WHAT THE TASK ASKS - Which lines of the listing below contain the word "handle"? Report each of them in full.

Location labeling listing:
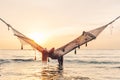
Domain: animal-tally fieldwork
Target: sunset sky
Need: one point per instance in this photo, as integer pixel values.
(56, 22)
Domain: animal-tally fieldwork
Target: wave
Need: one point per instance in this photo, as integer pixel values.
(92, 62)
(3, 61)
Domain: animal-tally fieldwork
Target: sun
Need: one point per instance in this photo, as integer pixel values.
(38, 37)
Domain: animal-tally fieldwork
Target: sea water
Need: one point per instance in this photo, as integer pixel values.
(85, 65)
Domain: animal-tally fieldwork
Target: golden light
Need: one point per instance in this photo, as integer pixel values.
(38, 37)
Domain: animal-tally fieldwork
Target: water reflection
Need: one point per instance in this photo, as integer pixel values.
(52, 73)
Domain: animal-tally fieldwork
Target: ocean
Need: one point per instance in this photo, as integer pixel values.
(85, 65)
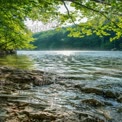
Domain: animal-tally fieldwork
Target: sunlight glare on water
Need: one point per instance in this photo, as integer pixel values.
(66, 53)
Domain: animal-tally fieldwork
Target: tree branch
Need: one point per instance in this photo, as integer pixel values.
(68, 12)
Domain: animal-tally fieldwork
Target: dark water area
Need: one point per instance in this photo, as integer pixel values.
(87, 81)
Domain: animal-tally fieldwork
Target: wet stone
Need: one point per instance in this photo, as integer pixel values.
(92, 90)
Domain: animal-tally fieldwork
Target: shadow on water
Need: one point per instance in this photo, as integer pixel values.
(17, 61)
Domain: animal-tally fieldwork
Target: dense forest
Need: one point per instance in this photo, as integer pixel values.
(60, 40)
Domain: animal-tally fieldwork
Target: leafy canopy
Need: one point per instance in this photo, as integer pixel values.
(103, 16)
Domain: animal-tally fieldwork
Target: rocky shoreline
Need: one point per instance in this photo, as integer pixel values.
(18, 107)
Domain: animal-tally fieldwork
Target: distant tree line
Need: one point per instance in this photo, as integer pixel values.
(60, 40)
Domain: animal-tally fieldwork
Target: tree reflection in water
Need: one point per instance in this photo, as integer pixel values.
(17, 61)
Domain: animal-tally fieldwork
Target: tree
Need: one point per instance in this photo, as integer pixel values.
(103, 16)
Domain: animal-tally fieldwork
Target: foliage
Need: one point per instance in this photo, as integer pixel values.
(103, 17)
(59, 40)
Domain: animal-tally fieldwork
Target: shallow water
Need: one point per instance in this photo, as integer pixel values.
(88, 69)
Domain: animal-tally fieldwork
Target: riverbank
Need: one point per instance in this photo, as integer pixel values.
(19, 104)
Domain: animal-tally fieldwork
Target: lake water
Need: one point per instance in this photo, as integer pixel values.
(88, 69)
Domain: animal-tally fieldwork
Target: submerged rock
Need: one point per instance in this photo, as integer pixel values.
(92, 90)
(93, 102)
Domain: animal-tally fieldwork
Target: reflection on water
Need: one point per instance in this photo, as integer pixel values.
(95, 75)
(18, 61)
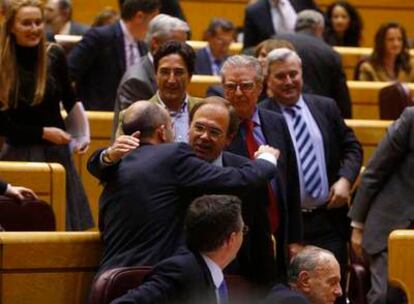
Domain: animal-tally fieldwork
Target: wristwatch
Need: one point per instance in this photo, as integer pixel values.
(106, 158)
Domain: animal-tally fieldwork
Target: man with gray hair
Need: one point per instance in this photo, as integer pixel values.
(322, 67)
(313, 276)
(138, 82)
(58, 17)
(328, 154)
(242, 79)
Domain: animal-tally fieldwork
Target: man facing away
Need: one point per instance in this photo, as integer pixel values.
(147, 193)
(214, 234)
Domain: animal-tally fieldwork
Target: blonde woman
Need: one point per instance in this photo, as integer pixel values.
(33, 81)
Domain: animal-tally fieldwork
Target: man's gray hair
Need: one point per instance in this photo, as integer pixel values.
(309, 21)
(243, 61)
(282, 55)
(162, 26)
(308, 259)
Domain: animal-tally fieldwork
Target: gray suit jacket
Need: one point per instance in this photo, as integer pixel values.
(138, 83)
(385, 197)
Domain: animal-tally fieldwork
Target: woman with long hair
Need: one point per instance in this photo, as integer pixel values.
(390, 59)
(34, 81)
(343, 25)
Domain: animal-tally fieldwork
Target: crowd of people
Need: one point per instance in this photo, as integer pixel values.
(254, 180)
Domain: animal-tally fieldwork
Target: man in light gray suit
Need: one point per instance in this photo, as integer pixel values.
(138, 82)
(384, 202)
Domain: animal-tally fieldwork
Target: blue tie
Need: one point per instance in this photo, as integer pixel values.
(223, 294)
(307, 155)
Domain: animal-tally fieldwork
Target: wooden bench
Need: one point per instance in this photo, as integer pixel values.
(47, 180)
(400, 261)
(47, 267)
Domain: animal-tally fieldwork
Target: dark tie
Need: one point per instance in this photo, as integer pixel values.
(307, 155)
(223, 294)
(273, 208)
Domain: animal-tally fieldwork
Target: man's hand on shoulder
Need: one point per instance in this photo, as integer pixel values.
(122, 145)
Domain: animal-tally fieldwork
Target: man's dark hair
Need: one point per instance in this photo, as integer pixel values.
(210, 220)
(234, 121)
(144, 118)
(129, 8)
(174, 47)
(220, 23)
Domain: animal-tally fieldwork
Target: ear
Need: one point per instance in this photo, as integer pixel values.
(304, 281)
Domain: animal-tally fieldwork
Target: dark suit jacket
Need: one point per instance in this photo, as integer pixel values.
(277, 135)
(254, 259)
(322, 70)
(138, 83)
(146, 195)
(258, 25)
(181, 279)
(202, 64)
(97, 63)
(281, 294)
(343, 152)
(385, 197)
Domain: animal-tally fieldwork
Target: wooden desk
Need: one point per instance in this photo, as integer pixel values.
(47, 180)
(400, 261)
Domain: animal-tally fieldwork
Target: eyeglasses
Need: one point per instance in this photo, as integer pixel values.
(243, 86)
(245, 229)
(212, 132)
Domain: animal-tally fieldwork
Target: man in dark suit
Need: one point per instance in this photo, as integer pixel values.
(328, 154)
(219, 35)
(139, 82)
(214, 233)
(58, 19)
(322, 68)
(384, 202)
(266, 18)
(242, 78)
(99, 60)
(146, 194)
(314, 278)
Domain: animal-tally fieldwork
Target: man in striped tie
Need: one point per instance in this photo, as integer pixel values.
(328, 154)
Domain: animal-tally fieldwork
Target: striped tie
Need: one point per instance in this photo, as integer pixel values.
(307, 155)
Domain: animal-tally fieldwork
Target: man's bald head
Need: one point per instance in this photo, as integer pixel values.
(145, 117)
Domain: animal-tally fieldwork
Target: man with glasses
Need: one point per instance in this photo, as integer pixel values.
(174, 66)
(219, 34)
(242, 78)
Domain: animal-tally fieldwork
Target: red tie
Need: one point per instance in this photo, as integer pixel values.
(273, 208)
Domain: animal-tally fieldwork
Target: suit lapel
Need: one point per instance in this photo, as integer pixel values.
(120, 46)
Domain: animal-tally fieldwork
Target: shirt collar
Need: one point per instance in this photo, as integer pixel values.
(183, 107)
(215, 271)
(127, 35)
(218, 161)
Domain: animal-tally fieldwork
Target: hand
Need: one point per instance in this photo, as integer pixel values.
(294, 249)
(123, 145)
(339, 194)
(356, 240)
(267, 149)
(56, 135)
(19, 192)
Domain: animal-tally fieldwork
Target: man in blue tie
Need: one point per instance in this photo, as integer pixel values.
(214, 234)
(328, 154)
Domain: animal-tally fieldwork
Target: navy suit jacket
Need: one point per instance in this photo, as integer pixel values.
(202, 64)
(343, 152)
(258, 25)
(181, 279)
(277, 135)
(97, 64)
(254, 259)
(142, 207)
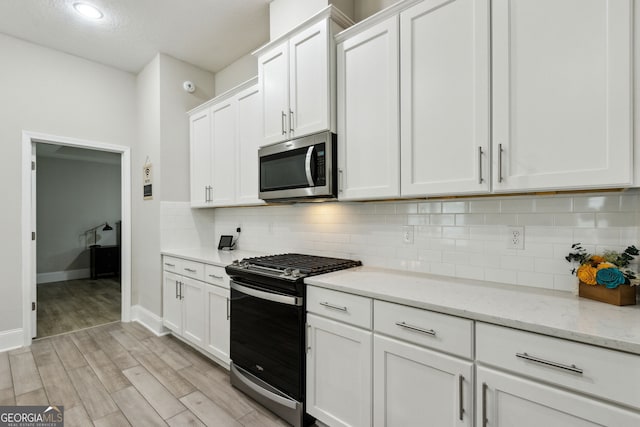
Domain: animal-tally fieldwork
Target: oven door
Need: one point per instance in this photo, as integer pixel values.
(267, 336)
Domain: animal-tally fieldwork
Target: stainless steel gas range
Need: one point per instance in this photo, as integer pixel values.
(268, 311)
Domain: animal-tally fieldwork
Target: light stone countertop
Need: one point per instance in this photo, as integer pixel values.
(210, 255)
(554, 313)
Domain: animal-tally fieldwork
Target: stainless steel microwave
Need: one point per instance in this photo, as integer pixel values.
(303, 168)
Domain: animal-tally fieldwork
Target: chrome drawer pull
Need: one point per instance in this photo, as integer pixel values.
(416, 328)
(570, 368)
(335, 307)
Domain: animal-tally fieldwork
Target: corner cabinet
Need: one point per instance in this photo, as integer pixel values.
(225, 134)
(562, 97)
(368, 103)
(297, 78)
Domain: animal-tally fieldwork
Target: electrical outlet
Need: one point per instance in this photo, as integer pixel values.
(407, 234)
(515, 237)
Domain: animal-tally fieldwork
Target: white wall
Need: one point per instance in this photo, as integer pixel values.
(163, 138)
(462, 238)
(47, 91)
(74, 196)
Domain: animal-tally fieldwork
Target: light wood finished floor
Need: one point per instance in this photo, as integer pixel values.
(121, 374)
(77, 304)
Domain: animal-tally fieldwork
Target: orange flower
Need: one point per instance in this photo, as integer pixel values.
(587, 274)
(605, 265)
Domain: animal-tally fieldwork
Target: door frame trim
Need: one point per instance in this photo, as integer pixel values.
(125, 193)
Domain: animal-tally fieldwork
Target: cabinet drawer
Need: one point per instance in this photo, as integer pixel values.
(347, 308)
(435, 330)
(216, 276)
(607, 374)
(172, 264)
(191, 269)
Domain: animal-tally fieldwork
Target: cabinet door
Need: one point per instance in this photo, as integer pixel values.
(368, 103)
(444, 63)
(561, 97)
(193, 320)
(171, 303)
(309, 95)
(223, 117)
(217, 312)
(273, 74)
(507, 400)
(413, 384)
(200, 140)
(338, 373)
(248, 141)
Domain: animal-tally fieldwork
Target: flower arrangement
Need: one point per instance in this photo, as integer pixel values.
(609, 269)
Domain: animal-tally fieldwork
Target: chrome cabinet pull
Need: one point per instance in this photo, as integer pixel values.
(416, 328)
(484, 405)
(500, 151)
(570, 368)
(282, 119)
(290, 120)
(334, 307)
(480, 153)
(460, 396)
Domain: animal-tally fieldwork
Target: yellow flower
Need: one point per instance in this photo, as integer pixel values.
(605, 265)
(587, 274)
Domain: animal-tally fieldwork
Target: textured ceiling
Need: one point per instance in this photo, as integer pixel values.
(207, 33)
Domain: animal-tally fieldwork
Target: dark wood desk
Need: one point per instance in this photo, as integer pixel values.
(105, 261)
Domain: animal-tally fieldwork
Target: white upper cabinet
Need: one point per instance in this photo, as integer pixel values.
(368, 103)
(200, 140)
(562, 94)
(444, 75)
(223, 117)
(296, 74)
(248, 139)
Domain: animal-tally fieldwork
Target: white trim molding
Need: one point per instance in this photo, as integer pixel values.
(59, 276)
(11, 339)
(148, 320)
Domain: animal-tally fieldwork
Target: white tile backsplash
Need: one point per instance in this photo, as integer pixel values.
(460, 238)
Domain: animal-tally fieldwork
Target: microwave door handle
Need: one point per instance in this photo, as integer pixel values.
(307, 166)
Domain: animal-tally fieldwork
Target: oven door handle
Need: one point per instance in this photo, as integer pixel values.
(269, 296)
(307, 166)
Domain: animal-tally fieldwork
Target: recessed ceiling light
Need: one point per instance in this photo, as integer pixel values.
(88, 11)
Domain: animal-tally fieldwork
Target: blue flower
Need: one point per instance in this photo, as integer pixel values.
(610, 277)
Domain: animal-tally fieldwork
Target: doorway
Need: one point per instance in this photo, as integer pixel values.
(70, 270)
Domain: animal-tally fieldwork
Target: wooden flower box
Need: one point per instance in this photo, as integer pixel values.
(622, 295)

ANSWER TO THIS EXERCISE -
Target: microwave door handle
Target: oven door handle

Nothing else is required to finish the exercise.